> Description of the task: Translate this sentence from the text on protein extraction methods below into French: "Enzymatic hydrolysis breaks specific peptide bonds under mild conditions to give specific target peptide segments with defined biological activities."
-------- Text section
The ultrasonic-assisted reverse micelle method greatly improved the forward extraction efficiency of WGPs. Compared with those of plant proteins extracted by traditional methods, the amino acid composition, content and structure of plant proteins extracted by the reverse micellar method can be ensured to a greater extent, which ensures the biological activity of proteins is maintained at a lower cost because the surfactant and organic solvent can be reused in the reverse micelle method. However, the total extraction efficiency of the reverse micellar method is lower than that of ultrasonic-assisted alkaline extraction and enzymatic extraction.
2.4. Enzymatic extraction method
The structural and functional characteristics of WGPs vary under different extraction conditions. Chemical hydrolysis can easily disrupt peptide bonds, but it is rarely used in the industrial production of active peptides because of uncontrolled processing, which yields various products. In addition, the function of the products following chemical extraction is uncertain. Therefore, the extraction rate and the influence of the extraction methods on the quality of WGPs should be considered. Enzymatic hydrolysis breaks specific peptide bonds under mild conditions to give specific target peptide segments with defined biological activities.
----------------
-------- Supplied records
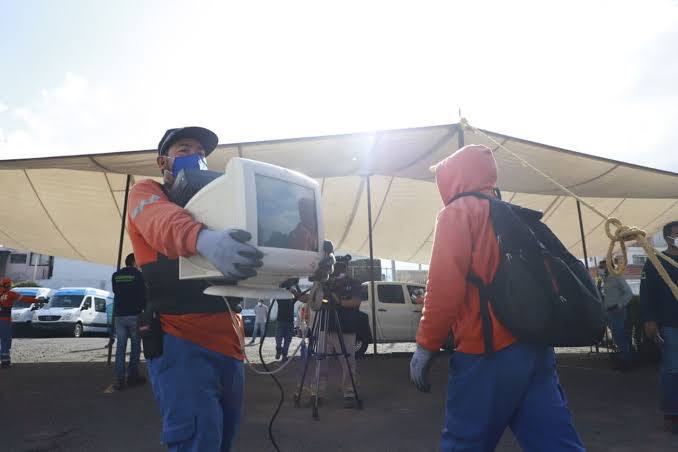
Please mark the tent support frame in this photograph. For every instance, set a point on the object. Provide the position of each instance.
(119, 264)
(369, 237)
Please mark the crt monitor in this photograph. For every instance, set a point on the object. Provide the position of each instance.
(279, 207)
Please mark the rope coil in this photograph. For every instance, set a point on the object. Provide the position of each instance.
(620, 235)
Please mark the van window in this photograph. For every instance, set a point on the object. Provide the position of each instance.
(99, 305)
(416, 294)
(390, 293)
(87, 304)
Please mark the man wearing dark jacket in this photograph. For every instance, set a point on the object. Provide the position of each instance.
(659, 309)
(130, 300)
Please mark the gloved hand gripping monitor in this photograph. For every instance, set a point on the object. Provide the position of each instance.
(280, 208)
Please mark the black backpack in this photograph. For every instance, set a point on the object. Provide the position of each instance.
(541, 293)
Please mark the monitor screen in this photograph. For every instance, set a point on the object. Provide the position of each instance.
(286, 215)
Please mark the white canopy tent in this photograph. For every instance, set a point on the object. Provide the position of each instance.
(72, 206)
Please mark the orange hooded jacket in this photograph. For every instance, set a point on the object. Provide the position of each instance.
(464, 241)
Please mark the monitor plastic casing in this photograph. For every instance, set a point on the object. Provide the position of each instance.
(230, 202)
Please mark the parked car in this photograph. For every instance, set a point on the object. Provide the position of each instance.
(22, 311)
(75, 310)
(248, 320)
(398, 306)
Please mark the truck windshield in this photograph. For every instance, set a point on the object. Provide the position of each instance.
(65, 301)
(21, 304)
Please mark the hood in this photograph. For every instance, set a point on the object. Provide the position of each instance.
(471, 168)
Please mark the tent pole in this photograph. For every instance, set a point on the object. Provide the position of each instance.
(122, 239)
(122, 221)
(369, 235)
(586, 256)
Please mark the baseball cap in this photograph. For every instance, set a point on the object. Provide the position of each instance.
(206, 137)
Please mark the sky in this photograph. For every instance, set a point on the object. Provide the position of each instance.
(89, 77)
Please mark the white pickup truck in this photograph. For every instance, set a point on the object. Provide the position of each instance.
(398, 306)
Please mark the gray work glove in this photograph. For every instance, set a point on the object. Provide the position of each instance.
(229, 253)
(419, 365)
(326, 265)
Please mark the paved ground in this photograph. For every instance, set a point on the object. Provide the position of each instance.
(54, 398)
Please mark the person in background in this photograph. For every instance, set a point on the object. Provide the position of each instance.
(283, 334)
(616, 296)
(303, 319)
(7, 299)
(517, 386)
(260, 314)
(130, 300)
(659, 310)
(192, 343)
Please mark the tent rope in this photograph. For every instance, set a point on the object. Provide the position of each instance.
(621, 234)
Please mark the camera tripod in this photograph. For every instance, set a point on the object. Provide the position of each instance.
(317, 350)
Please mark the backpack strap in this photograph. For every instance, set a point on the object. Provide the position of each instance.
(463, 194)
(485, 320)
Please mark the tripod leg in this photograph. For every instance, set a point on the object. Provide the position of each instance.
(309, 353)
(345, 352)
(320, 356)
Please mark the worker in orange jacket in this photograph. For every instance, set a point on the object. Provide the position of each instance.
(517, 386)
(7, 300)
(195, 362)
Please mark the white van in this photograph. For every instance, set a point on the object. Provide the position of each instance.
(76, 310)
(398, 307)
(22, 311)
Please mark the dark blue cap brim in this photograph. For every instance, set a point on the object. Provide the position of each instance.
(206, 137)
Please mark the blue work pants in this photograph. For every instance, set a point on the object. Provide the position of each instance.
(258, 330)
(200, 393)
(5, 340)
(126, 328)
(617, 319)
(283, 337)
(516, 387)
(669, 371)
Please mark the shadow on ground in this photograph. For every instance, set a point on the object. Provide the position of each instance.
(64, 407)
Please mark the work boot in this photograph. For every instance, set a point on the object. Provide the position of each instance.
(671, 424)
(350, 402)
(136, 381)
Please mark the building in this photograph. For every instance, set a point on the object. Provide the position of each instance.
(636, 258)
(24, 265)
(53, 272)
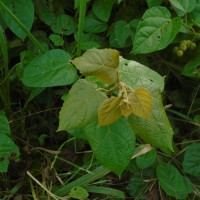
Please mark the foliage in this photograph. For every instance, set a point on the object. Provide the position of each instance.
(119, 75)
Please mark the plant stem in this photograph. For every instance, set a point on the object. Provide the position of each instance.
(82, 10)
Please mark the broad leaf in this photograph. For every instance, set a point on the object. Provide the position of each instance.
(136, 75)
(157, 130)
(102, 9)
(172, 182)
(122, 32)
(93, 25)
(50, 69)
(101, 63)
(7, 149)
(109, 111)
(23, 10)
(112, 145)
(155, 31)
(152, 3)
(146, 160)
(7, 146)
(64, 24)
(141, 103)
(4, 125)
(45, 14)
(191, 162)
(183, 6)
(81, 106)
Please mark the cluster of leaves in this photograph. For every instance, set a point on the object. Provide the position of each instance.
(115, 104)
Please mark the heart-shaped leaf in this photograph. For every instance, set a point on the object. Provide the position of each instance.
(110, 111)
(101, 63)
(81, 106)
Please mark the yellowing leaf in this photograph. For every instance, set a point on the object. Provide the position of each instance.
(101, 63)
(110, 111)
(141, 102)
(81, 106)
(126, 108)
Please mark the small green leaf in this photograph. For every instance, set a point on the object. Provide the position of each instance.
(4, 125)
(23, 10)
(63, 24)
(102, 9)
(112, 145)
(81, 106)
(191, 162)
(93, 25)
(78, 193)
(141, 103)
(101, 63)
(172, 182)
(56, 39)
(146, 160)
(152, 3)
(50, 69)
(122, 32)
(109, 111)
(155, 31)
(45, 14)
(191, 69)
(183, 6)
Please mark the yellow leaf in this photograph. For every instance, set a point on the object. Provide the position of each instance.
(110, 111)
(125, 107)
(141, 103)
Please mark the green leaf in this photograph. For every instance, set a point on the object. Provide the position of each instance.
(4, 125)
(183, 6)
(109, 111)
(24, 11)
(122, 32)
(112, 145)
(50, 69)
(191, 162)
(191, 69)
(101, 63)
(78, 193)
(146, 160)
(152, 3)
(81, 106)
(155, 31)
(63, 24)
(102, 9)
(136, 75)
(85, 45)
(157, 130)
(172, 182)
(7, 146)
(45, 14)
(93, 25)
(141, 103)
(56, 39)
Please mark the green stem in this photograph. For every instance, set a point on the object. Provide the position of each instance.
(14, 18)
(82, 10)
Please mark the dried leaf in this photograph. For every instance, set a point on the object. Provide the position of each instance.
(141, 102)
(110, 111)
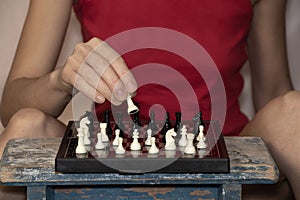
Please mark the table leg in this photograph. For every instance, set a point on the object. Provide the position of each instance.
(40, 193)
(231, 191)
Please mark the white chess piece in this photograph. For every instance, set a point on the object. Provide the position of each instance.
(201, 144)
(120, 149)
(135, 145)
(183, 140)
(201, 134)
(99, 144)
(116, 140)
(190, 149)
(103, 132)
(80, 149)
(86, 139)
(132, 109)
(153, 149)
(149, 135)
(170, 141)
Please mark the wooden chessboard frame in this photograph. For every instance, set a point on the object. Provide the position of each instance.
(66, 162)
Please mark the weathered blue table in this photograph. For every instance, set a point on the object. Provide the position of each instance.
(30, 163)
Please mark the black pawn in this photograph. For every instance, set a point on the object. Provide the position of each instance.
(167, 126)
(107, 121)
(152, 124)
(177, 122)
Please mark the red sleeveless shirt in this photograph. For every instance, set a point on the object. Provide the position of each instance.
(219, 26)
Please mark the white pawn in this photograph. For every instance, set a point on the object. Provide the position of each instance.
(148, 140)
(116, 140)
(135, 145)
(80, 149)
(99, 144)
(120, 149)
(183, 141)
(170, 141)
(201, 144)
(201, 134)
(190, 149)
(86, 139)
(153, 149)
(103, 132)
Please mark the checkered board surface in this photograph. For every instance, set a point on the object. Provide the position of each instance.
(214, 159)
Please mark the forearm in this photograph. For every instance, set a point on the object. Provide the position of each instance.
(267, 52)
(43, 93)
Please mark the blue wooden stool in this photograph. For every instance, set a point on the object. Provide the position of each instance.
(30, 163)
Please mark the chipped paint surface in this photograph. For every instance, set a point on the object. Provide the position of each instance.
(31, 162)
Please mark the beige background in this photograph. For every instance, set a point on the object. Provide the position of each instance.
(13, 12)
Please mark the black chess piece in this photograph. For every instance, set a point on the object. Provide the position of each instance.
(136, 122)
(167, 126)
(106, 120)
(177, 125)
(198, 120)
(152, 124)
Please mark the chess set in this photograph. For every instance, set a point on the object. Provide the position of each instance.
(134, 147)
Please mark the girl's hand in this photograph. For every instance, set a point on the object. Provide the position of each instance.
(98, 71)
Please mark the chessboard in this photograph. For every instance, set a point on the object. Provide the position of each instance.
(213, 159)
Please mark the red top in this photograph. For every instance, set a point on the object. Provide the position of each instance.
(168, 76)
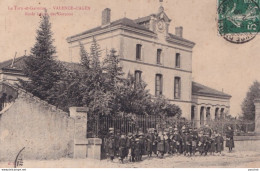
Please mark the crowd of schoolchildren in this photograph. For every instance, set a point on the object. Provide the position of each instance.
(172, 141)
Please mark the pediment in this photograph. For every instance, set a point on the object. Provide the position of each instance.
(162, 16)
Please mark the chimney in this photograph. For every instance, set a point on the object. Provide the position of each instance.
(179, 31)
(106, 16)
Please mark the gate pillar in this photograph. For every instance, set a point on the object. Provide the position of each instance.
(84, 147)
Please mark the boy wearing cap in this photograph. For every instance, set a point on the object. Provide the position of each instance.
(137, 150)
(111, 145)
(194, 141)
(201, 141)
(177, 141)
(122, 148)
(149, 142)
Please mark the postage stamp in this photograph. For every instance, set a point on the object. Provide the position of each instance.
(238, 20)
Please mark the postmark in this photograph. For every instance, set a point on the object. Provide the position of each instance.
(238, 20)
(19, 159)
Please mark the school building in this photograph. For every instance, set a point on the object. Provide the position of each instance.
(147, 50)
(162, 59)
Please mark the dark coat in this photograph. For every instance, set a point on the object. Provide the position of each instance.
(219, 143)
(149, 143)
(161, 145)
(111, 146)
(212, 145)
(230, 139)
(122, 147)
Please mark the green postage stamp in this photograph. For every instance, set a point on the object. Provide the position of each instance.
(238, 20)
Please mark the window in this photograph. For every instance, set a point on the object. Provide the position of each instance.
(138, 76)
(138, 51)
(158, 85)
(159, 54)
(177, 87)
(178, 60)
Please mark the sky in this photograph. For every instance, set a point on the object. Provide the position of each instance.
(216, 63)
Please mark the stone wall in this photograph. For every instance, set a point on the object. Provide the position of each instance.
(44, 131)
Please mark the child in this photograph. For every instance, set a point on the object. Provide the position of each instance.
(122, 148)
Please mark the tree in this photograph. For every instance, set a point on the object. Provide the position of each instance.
----------------
> Exercise response: L'hydrolyse enzymatique rompt des liaisons peptidiques spécifiques dans des conditions douces pour donner des segments peptidiques cibles spécifiques dotés d'activités biologiques définies.